— MATERIAL FOR THIS EXERCISE —
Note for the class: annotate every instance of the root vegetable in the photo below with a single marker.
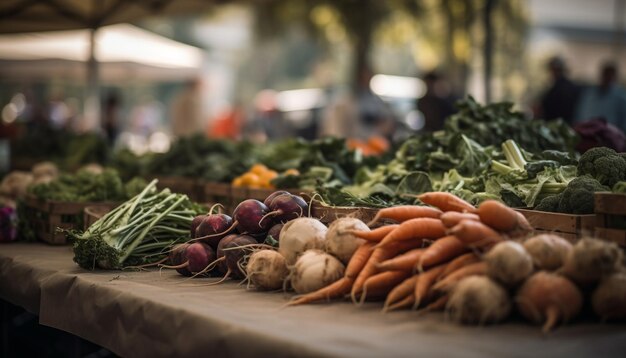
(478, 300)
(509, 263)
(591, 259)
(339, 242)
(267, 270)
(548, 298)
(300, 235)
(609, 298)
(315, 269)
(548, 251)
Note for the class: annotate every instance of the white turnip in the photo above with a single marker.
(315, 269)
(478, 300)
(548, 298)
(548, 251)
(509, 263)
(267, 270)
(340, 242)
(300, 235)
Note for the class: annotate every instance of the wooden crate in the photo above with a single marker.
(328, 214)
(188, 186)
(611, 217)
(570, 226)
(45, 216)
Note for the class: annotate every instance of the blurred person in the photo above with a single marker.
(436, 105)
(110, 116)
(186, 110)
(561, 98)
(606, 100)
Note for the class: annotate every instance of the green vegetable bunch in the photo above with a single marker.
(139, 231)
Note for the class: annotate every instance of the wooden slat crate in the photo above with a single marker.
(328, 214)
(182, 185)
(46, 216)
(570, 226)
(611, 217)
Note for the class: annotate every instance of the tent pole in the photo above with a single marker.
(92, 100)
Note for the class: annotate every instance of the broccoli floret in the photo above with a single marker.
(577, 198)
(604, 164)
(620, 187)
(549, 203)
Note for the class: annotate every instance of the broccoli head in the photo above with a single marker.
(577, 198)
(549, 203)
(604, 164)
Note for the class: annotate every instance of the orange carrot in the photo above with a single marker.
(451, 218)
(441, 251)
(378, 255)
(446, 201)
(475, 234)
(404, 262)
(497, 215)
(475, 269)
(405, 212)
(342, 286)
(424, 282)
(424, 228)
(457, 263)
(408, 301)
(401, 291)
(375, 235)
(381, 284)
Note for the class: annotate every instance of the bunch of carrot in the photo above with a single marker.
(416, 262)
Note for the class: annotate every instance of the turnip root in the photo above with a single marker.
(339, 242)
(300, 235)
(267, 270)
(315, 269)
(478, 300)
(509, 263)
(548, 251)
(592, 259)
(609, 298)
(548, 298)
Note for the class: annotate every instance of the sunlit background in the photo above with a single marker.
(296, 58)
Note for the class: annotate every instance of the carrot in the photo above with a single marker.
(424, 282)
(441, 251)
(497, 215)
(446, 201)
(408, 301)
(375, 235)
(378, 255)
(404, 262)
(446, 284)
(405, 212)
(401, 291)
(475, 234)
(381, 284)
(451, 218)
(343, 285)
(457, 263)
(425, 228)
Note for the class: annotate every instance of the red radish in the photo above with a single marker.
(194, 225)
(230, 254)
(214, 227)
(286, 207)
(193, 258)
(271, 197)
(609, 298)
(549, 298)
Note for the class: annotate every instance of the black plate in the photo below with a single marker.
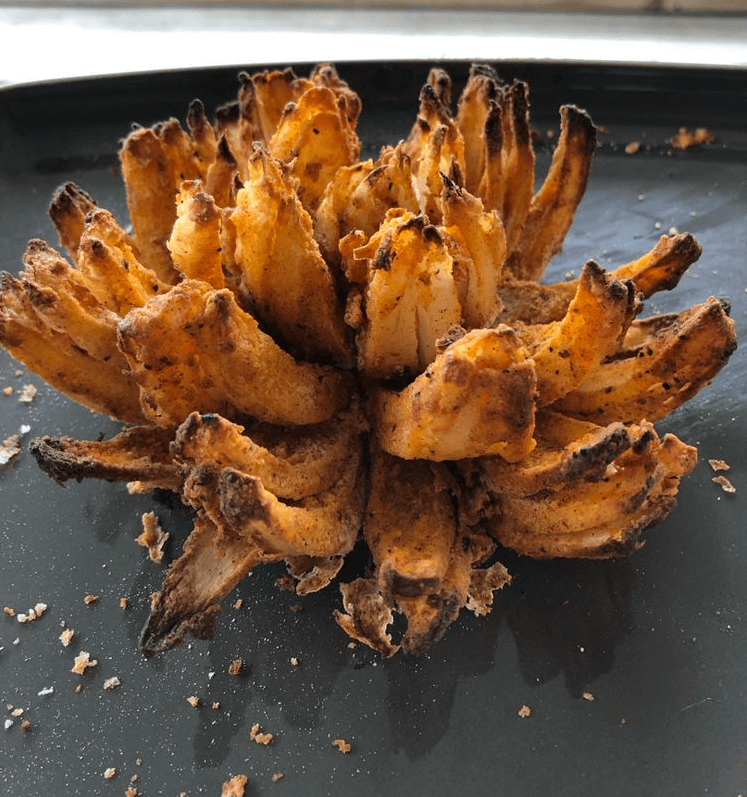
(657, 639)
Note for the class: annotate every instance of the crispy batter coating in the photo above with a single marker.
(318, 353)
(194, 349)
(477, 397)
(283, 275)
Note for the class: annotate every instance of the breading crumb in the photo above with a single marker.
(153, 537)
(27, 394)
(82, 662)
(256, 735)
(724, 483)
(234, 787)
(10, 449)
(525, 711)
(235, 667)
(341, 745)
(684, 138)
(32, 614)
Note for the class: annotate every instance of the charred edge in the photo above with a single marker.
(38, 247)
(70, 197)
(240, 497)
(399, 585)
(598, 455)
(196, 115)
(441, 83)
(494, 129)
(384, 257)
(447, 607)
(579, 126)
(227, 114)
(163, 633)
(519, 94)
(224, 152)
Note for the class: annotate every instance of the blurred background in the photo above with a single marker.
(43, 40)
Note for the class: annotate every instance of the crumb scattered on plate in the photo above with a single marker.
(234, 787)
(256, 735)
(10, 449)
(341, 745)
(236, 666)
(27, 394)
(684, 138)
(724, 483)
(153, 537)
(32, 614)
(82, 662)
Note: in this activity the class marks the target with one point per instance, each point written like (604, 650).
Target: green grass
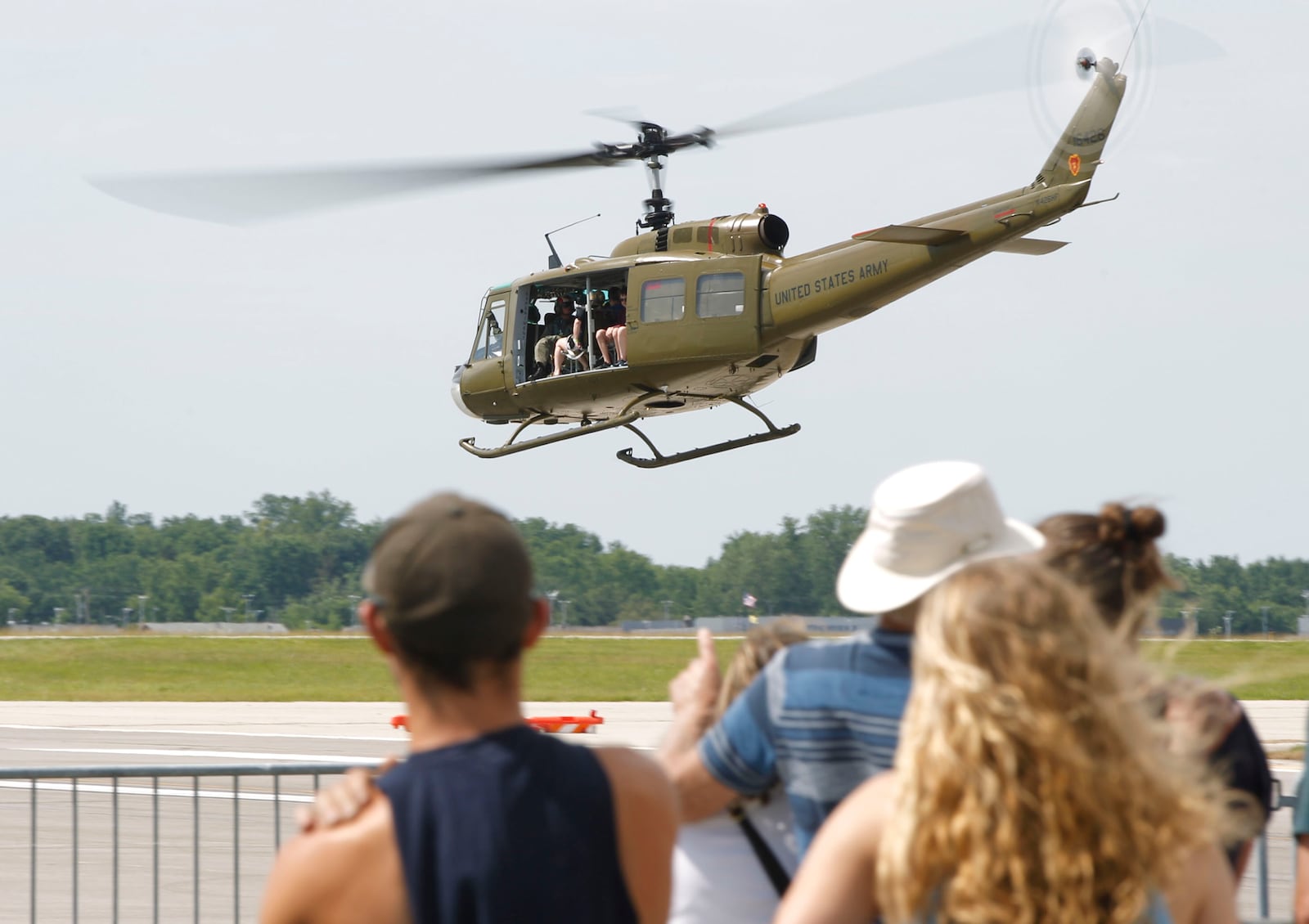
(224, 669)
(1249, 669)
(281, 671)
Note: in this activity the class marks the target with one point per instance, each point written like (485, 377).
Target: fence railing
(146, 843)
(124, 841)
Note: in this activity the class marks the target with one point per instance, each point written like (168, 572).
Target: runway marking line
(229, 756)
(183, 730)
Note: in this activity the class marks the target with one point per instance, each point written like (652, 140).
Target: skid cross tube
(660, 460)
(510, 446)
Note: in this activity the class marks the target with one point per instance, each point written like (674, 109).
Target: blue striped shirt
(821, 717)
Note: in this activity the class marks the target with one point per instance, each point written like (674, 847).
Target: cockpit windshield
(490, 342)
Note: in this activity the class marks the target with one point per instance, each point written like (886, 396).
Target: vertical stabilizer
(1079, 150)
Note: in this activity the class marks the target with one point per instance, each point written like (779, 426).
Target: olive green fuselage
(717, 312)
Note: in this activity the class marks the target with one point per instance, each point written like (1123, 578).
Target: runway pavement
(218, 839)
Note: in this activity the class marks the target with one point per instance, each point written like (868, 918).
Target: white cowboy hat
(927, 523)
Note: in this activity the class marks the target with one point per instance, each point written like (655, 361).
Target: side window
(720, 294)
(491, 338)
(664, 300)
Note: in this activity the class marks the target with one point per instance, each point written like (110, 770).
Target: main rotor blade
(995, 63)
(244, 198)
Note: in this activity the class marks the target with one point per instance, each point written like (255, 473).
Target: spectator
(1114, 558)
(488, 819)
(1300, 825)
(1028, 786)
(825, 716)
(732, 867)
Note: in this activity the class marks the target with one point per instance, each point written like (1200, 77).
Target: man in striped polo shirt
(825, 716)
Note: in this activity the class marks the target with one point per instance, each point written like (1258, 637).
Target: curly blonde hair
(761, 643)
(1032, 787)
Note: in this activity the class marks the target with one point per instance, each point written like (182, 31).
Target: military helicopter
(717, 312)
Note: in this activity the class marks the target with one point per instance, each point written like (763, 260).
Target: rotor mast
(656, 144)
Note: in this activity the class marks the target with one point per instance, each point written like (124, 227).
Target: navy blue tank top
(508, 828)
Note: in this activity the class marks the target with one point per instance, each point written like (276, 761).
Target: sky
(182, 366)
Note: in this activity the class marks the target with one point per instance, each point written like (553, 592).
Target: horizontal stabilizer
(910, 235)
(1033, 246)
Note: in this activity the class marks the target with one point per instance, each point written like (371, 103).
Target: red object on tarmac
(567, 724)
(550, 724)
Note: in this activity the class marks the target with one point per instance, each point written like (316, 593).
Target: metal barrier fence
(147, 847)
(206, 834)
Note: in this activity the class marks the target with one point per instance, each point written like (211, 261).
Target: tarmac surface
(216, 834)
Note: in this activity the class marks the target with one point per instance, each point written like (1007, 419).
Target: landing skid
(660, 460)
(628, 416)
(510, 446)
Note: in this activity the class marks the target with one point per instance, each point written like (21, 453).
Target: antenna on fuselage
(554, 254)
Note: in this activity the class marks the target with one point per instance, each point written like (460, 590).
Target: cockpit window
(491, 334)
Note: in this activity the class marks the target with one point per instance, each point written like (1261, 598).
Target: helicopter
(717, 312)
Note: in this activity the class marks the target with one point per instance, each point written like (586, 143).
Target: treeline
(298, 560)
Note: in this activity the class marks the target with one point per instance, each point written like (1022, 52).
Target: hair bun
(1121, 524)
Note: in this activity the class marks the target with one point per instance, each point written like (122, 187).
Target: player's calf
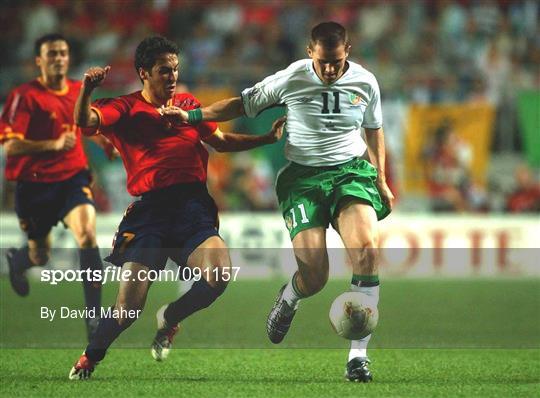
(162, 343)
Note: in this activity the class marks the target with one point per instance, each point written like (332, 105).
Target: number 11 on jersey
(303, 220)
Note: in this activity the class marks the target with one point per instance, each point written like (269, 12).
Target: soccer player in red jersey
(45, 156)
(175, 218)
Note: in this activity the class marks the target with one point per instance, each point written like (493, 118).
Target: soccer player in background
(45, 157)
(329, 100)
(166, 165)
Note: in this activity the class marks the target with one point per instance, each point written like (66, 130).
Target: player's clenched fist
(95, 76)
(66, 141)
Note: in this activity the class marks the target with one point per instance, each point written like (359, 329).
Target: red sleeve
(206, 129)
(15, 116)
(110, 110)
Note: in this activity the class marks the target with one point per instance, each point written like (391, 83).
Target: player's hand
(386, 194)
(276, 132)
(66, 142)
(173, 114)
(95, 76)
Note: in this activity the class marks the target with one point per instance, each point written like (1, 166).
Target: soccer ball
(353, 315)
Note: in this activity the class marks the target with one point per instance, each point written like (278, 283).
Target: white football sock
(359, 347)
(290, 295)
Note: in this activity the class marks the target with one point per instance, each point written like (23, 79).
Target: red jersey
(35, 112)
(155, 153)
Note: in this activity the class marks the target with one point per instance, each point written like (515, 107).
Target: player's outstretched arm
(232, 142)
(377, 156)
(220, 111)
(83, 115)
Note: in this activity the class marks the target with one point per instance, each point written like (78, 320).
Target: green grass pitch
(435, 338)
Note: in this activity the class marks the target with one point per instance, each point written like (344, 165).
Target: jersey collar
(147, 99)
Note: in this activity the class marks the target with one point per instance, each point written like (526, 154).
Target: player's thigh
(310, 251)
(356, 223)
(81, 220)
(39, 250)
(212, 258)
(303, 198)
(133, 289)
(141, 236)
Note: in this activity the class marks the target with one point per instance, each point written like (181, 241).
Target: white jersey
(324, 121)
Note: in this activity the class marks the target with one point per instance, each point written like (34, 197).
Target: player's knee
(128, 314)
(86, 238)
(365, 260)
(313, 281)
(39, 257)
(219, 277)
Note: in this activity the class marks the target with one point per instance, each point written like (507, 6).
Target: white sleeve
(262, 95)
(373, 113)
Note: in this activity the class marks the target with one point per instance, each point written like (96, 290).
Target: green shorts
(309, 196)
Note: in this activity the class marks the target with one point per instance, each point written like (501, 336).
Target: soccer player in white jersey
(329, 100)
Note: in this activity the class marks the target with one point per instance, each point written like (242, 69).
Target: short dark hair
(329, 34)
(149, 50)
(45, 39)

— INSTRUCTIONS TO FOLLOW —
Reproduce only the lines running from the one that contains "like (181, 241)." to the last line of the records.

— THE RESULT —
Note: in this activity the class marks the target with one point per instance, each point written like (181, 241).
Target: white jersey
(324, 121)
Note: in this activity the class marks the target with one point per instance, each point written like (34, 197).
Target: player's knee
(128, 314)
(86, 238)
(365, 260)
(313, 281)
(39, 257)
(219, 277)
Note: in this activity the class marks the target with one point per instance, each point written like (507, 6).
Target: white sleeve
(262, 95)
(373, 113)
Note: in this activity the class marks the target with one point per instance, each point written like (96, 290).
Target: green shorts
(309, 196)
Note: in this activity the class marks the target with one point per instance, each point written like (501, 336).
Target: soccer player in white jersey
(329, 100)
Note: in this activity the class marks the target with one point per instance, each point written like (242, 69).
Target: short dark hair
(329, 34)
(149, 50)
(45, 39)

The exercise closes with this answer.